* _Provided material_
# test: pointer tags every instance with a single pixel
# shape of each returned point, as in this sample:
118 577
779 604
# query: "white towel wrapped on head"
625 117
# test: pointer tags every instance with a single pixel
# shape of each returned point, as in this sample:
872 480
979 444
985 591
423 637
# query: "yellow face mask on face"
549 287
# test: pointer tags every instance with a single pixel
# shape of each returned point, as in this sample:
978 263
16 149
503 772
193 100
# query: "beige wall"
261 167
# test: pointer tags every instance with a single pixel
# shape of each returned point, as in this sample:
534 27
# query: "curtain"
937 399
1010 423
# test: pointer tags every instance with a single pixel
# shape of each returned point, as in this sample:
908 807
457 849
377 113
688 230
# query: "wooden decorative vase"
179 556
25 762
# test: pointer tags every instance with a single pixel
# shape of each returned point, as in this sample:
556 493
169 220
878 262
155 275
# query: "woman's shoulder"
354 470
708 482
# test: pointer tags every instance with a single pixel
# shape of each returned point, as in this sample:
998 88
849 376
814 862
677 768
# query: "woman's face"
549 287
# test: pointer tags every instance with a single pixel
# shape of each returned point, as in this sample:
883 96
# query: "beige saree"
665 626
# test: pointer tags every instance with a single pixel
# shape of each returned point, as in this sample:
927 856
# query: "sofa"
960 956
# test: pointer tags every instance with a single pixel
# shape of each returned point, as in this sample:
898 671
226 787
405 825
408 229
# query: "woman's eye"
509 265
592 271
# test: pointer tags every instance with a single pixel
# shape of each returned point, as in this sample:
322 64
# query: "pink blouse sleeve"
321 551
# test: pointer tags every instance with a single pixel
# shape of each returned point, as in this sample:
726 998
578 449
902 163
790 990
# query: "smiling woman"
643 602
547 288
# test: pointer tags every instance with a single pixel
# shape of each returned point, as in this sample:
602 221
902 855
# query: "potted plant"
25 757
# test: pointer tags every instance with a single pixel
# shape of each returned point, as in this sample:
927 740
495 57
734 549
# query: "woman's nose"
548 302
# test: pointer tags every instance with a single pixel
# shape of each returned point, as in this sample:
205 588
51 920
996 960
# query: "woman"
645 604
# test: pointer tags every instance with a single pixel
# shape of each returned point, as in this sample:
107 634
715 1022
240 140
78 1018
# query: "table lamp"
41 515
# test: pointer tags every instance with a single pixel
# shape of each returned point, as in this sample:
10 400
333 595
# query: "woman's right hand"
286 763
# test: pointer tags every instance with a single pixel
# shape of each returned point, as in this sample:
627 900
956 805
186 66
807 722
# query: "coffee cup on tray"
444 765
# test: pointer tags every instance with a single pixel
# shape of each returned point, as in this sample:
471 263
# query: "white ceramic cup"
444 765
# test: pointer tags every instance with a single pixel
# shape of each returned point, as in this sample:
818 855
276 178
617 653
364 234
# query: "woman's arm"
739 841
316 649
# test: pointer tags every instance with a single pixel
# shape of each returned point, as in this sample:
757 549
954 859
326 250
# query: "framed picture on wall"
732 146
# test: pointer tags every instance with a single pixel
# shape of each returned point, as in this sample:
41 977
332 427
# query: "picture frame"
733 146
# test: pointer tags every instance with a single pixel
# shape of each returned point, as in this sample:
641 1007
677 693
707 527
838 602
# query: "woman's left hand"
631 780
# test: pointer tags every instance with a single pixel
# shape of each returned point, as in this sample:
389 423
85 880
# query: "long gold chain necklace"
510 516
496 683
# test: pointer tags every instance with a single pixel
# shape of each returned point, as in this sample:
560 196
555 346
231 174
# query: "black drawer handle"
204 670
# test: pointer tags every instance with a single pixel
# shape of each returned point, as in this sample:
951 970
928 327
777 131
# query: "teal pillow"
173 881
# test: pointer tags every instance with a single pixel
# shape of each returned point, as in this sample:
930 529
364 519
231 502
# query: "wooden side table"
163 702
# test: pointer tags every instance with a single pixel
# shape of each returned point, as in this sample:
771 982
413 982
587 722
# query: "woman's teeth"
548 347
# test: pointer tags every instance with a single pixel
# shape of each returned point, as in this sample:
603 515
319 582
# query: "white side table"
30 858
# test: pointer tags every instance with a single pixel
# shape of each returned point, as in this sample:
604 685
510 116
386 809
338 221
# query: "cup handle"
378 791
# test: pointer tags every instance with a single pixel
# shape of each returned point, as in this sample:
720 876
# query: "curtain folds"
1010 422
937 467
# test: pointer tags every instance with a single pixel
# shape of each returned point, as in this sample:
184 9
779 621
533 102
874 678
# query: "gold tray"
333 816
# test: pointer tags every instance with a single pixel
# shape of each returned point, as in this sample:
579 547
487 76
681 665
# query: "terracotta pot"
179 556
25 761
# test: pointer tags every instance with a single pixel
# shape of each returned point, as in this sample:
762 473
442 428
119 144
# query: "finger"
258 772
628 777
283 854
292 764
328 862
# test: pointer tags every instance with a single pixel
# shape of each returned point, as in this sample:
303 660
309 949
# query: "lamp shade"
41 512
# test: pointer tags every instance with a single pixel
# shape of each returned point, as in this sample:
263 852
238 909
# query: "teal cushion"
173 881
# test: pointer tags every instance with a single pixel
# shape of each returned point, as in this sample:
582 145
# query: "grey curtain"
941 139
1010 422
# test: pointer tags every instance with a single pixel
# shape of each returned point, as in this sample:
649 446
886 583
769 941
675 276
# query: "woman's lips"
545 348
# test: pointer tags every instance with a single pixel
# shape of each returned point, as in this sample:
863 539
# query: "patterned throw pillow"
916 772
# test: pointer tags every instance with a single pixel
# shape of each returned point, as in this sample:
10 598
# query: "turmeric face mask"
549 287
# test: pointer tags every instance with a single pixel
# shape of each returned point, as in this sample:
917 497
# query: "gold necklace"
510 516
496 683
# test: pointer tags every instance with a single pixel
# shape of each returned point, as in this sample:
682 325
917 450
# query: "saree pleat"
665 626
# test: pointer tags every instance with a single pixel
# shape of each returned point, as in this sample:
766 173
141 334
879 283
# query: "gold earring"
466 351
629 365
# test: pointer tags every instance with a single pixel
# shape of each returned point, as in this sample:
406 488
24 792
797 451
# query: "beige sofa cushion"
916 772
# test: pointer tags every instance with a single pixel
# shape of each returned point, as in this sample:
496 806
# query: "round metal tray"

* _Problem_
Each record should be given again exactly as it reads.

* _Reply to the task_
# test: pointer tags every instance with a single pixel
# shape of each returned point, as in this sample:
118 577
779 604
# query: "white towel wrapped on head"
625 117
# test: pointer tags every instance with a single pixel
# shape of each returned point, as in this sample:
872 480
979 444
985 591
423 637
# query: "yellow face mask on face"
549 287
# test: pointer tags every instance with a single pixel
# shape of each returned point, as in this sample:
978 263
16 149
503 772
193 100
# query: "beige wall"
261 167
# test: pointer tags every instance with a single pixel
# shape of each returned point, as in this sample:
534 27
# query: "curtain"
937 399
1010 423
# test: pointer tags every instance with a single pixel
# shape of each returned point, as in this sample:
908 807
457 849
377 113
688 230
# query: "wooden decorative vase"
179 556
25 762
# test: pointer tags every instance with a single pixel
# shape of each returned point, as in this sample:
556 493
169 220
878 262
155 275
# query: "woman's shoulder"
354 470
708 482
# test: pointer tags every instance with a single pixel
# shape of each returned point, as in this sample:
998 88
849 376
814 862
677 768
# query: "woman's face"
549 287
# test: pointer tags every instance with a single pixel
# shape of each returned point, as in this sample:
883 96
# query: "beige saree"
665 626
# test: pointer tags every instance with a single pixel
# shape of each returned point, as in this sample:
927 856
# query: "sofa"
960 956
# test: pointer tags every instance with a single pixel
# shape of each returned point, as in this sample:
898 671
226 787
405 825
408 229
# query: "woman's eye"
509 265
592 271
# test: pointer tags every instance with a single pixel
# shape of each returned point, as in this sample:
322 64
# query: "pink blouse sleeve"
321 551
# test: pointer tags every instance with a single pixel
# shape of each returned point, as in this sample:
726 998
578 449
902 163
790 990
# query: "smiling woman"
643 602
547 288
# test: pointer tags every instance with a single pixel
# shape of each returned point, as in this sample:
602 221
902 855
# query: "potted plant"
25 757
# test: pointer tags every instance with a single pixel
# shape of each returned point, as in this sample:
927 740
495 57
734 549
# query: "woman's nose"
548 302
# test: pointer tags every instance with a single pixel
# shape of each returned point, as in this sample:
205 588
51 920
996 960
# query: "woman"
645 604
# test: pointer tags every instance with a single pixel
# shape of each returned point, as in this sample:
107 634
715 1022
240 140
78 1018
# query: "table lamp"
41 515
# test: pointer tags every instance with a single pixel
# shape of each returned point, as in this sample:
10 400
333 595
# query: "woman's right hand"
286 763
# test: pointer tags every instance with a single pixel
# shape of each returned point, as in this sample:
627 900
956 805
186 66
807 722
# query: "coffee cup on tray"
444 765
# test: pointer tags every instance with a single pixel
# shape of each returned point, as in this sample:
471 263
# query: "white ceramic cup"
444 765
# test: pointer tags every instance with a single pixel
# shape of each returned point, as in this sample:
818 855
276 178
617 653
364 234
# query: "woman's arm"
739 841
316 649
# test: pointer tags every instance with a single pixel
# shape of each returned point, as in this sample:
757 549
954 859
326 250
# query: "framed picture on wall"
732 146
# test: pointer tags every instance with a single pixel
# shape of each returned point, as in this sample:
41 977
332 427
# query: "picture frame"
733 146
# test: pointer tags every instance with a single pixel
# shape of each returned point, as in this sample:
641 1007
677 693
707 527
838 602
# query: "woman's left hand"
631 780
# test: pointer tags every instance with a single pixel
# shape of each returned point, as in this sample:
389 423
85 880
# query: "long gold chain necklace"
510 516
496 683
# test: pointer tags every instance with a single pixel
# shape of each returned point, as in this sample:
560 196
555 346
231 174
# query: "black drawer handle"
204 670
# test: pointer tags every instance with a single pixel
# shape of each returned point, as in this sample:
951 970
928 327
777 131
# query: "teal pillow"
173 881
# test: pointer tags every instance with a single pixel
# shape of each returned point, as in this sample:
930 529
364 519
231 502
# query: "wooden side table"
163 702
# test: pointer tags every instance with a single pixel
# shape of each returned point, as in this sample:
771 982
413 982
587 722
# query: "woman's teeth"
548 347
# test: pointer tags every instance with a single pixel
# shape of each returned point, as in this sample:
603 515
319 582
# query: "white side table"
30 858
# test: pointer tags every instance with a single pixel
# shape of each returned point, as in this sample:
604 685
510 116
386 809
338 221
# query: "cup handle"
378 791
# test: pointer tags every instance with a single pixel
# shape of each returned point, as in this sample:
720 876
# query: "curtain folds"
1010 422
937 467
# test: pointer tags every instance with a single pixel
# shape of each returned point, as in this sample:
184 9
779 621
533 102
874 678
# query: "gold tray"
333 816
# test: pointer tags every instance with a single pixel
# shape of each returned point, as in this sample:
579 547
487 76
681 665
# query: "terracotta pot"
179 556
25 761
# test: pointer tags every instance with a single pixel
# shape of each returned point, as in this sample:
762 473
442 428
119 144
# query: "finger"
258 772
628 777
283 854
292 764
328 862
# test: pointer tags every instance with a single pixel
# shape of each returned point, as in this sample:
303 660
309 949
# query: "lamp shade"
41 512
# test: pointer tags every instance with a single pixel
# shape of each returned point, as in this sample:
263 852
238 909
# query: "teal cushion"
173 881
# test: pointer tags every instance with a single pixel
# shape of each returned point, as in this sample:
582 145
# query: "grey curtain"
941 139
1010 422
# test: pointer tags every instance with a single pixel
# shape of each returned point, as in this sample:
649 446
886 583
769 941
675 276
# query: "woman's lips"
545 348
# test: pointer tags every instance with a single pixel
# shape of each returned point, as in this sample:
863 539
# query: "patterned throw pillow"
916 772
# test: pointer tags every instance with a single pixel
# shape of each returned point, as in this sample:
10 598
# query: "turmeric face mask"
549 287
# test: pointer tags every instance with a single pixel
# shape of each returned point, as in this sample:
917 497
# query: "gold necklace"
510 516
496 683
# test: pointer tags every instance with a single pixel
# shape of each returned point, as in this sample:
682 325
917 450
# query: "saree pleat"
665 626
# test: pointer tags every instance with a single pixel
# shape of each returned point, as in this sample:
766 173
141 334
879 283
# query: "gold earring"
466 351
629 365
# test: pointer tags every instance with a single pixel
# shape of each returned point, as in this sample:
406 488
24 792
797 451
# query: "beige sofa cushion"
916 772
# test: pointer tags every instance with a single pixel
# shape of each returned point, as in this sample:
496 806
# query: "round metal tray"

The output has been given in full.